* TEXT
※
Dr Emmanuel Agbo, national deputy secretary of the Peoples Democratic Party (PDP), an outstanding politician of note, was an astute legislator in the Benue State House of Assembly.
In this interview with Sunday Sun he expressed reservations at the rate the nation is tilting towards the precipice amid security challenges, the challenge before the Supreme Court in the PDP presidential suit, and what the Igbo must do to re-direct its political journey in Nigerian politics, among other issues. Excerpt:
How would you describe the state of the nation today?
Basically, anybody who has stayed or lived over time in this country, particularly in the last, say, 30 years should be genuinely very concerned about the way and manner that this country is drifting. Sincerely speaking this is without recourse to politicizing issues, it’s frightening and I don’t think some of us who are in our late 50s will stay by the divine grace of God another 35 to 40 years be calling the country Nigeria. I said this because there is very clearly extreme position that is being taken by people in leadership that clearly structurally redefine the nation into the first class, the second class and most likely third class citizens and globalization has come to let those who think some are supposed to be second class and third class citizens now to say no, that we are equal citizens of one great country Nigeria, anything other than that then there should be no country. And I see this friction of a deliberate people who think they are continuously holding on to power and then creating this class society, taking things that do not belong to them by brute force.
※
* Position annotation records
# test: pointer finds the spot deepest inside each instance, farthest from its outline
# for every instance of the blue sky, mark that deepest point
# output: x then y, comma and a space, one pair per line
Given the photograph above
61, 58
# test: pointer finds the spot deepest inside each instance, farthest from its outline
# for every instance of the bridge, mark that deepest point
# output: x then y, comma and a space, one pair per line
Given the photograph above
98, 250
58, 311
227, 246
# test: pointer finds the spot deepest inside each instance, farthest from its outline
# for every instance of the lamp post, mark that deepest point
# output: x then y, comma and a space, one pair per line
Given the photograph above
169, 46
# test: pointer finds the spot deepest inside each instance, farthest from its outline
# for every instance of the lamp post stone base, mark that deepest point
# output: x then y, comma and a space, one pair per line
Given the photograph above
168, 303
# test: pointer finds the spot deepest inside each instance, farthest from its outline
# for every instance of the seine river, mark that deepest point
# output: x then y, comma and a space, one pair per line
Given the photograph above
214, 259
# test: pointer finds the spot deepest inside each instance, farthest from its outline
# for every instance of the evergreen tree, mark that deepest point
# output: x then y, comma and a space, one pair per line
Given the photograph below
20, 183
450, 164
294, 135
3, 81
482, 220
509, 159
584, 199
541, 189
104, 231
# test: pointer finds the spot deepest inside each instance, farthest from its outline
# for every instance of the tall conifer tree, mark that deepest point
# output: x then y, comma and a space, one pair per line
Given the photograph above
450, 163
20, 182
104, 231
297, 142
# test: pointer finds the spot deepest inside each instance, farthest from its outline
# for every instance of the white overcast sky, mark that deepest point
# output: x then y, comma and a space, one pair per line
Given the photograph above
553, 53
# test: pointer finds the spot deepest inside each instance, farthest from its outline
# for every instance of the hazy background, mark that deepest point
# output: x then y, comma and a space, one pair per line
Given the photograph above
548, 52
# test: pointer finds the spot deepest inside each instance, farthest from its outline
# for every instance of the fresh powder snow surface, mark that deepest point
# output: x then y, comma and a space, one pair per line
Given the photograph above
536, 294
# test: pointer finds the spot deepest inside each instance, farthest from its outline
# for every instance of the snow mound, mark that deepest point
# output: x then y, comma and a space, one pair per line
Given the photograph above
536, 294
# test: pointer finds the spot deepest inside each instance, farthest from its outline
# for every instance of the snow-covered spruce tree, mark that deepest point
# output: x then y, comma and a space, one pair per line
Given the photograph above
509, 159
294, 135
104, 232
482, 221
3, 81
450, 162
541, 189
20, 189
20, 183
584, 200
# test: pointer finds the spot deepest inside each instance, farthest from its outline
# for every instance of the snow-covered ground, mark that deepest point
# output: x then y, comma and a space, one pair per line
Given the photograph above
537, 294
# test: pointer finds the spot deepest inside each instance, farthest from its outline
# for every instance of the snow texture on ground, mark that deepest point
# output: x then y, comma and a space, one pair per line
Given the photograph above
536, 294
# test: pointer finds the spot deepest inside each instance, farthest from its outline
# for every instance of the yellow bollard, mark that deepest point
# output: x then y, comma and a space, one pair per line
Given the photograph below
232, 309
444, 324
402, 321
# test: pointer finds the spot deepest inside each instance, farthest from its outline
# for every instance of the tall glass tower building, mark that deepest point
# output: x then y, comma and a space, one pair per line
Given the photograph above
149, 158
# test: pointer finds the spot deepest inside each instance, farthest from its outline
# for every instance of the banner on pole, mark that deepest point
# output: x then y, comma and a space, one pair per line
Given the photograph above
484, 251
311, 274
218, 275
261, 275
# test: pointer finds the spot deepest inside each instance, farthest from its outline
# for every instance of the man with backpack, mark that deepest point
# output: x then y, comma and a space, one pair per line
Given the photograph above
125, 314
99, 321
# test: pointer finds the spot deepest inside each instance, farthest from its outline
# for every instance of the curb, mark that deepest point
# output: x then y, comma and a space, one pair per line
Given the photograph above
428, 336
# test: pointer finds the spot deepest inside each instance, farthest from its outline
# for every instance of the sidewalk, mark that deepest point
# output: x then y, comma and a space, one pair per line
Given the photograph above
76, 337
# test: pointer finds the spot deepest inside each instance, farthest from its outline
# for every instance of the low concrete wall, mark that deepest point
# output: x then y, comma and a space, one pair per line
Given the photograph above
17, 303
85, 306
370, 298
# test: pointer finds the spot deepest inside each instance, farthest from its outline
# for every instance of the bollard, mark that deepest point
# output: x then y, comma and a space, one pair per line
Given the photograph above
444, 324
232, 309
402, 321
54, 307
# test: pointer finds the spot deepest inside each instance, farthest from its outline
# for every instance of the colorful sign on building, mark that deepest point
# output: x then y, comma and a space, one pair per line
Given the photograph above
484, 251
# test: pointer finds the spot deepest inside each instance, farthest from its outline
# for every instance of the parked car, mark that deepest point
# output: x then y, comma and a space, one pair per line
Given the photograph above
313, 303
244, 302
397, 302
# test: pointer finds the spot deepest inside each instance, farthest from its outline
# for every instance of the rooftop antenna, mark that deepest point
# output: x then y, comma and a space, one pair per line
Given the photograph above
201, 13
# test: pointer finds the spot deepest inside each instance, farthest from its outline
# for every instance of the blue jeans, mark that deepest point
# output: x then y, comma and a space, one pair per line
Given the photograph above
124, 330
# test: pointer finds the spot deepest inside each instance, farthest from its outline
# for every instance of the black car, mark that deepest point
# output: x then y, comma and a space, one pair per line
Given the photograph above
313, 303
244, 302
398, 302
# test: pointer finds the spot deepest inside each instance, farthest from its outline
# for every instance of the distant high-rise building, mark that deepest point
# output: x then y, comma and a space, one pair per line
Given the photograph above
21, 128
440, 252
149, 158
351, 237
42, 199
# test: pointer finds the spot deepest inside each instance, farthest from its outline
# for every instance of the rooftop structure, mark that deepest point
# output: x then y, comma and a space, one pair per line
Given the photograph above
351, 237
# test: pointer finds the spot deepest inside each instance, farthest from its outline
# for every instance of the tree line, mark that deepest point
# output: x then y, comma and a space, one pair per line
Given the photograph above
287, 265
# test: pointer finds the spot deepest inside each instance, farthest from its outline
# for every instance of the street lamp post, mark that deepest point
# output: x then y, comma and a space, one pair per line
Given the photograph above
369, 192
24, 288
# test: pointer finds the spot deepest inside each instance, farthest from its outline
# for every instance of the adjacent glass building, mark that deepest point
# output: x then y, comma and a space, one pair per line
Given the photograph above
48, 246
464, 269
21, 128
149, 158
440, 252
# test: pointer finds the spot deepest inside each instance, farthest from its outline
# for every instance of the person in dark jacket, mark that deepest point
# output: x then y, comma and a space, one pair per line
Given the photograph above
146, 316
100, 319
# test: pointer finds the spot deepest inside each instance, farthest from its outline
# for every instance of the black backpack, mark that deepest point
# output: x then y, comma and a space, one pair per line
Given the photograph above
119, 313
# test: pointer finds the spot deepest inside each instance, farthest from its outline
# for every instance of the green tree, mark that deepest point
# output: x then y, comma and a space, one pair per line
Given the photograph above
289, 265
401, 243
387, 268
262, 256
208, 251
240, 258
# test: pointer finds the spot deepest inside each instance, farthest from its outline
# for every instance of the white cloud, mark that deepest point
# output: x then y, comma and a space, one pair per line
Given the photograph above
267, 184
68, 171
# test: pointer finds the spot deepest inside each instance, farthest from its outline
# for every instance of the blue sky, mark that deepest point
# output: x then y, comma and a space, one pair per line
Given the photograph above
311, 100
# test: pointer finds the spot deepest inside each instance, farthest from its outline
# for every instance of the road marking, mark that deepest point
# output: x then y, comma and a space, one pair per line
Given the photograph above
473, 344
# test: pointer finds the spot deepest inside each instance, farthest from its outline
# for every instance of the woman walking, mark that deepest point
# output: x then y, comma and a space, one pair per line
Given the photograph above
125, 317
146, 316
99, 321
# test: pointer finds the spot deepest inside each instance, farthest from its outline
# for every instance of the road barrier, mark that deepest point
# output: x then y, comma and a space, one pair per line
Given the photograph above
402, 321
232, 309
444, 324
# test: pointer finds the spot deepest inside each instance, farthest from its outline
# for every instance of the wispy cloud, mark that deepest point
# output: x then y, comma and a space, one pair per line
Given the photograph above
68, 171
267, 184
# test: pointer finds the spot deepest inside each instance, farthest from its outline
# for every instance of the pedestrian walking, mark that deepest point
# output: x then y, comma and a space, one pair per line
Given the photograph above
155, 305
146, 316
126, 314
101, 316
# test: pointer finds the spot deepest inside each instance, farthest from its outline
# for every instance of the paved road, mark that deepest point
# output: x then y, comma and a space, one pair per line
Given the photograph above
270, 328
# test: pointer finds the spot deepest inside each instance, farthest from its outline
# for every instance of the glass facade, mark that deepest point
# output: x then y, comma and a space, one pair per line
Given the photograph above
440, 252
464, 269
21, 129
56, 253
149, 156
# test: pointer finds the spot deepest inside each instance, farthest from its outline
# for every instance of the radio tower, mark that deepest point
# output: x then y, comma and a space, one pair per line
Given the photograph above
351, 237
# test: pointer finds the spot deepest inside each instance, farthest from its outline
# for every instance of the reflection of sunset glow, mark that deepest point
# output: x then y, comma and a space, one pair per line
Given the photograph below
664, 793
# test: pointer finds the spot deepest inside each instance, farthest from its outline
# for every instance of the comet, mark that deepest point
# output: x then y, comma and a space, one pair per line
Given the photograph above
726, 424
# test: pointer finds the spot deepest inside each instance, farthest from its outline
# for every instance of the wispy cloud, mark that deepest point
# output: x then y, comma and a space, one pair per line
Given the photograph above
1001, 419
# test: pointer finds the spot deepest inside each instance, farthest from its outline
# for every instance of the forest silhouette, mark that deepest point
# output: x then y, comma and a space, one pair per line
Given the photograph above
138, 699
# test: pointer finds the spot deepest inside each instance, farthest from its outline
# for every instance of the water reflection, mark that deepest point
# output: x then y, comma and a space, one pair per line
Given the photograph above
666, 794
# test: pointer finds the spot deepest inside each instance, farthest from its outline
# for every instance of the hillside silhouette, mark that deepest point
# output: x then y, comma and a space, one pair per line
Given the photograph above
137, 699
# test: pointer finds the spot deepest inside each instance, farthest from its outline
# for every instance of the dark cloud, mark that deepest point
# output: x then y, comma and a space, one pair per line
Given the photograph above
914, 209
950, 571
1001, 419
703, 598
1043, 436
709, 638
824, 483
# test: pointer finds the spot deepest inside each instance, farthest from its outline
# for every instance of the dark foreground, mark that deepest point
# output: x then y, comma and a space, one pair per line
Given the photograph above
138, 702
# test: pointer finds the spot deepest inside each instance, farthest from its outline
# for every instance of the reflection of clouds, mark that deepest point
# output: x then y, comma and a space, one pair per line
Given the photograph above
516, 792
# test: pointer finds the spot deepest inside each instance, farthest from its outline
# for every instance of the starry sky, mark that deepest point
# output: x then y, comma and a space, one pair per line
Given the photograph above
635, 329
※
* DIRECTIVES
1: Count the lines of the listing that contain the string "building", treating uppercase and lowercase as distinct, and give only the number.
2: Pick up the interview on the state of Nigeria where it stops, continuing from its last sentence.

* THE REPLIES
1: 4

2:
How do you see former President Olusegun Obasanjo claim that there is an underground plot for the Fulanisation and Islamization of Nigeria?
You see the truth of life is this; that it is taking Obasanjo this time to speak when he should have spoken while in office is what is totally unacceptable to some of us because the facts are the grand design for what he is telling us was even on ground when he was at leadership, when he was in charge of the country, he kept quiet or looked the other way when he should have spoken. This is not something that started today and of course even before he said it, in several fora speakers after speakers have cried out on the grand agenda for general Islamization of this nation and that the massive killings that have had to take place in the last couple of one or two years before the election was the grand design for the actualization of that master plan and if today he (Obasanjo) is saying what is obviously in the public space, I don’t think that we need to credit him with it because, of course, his silence in office led credence to what we today have as a speed up to that master plan. The truth is what was impossible about almost 200 years ago is it realizable this time? That is the question for everybody who has a clandestine motive to ask. If your great, great, grandparents attempted and failed in the 18th Century, they think that they can actualize it in 2019 now that the world is a global village. I think everybody is up for surprises because that surprise is going to come in the nature of dismemberment of this great nation. There is great danger ahead if we continue this way.
Do you think that what is happening would have been nipped in the bud if we have state or community police?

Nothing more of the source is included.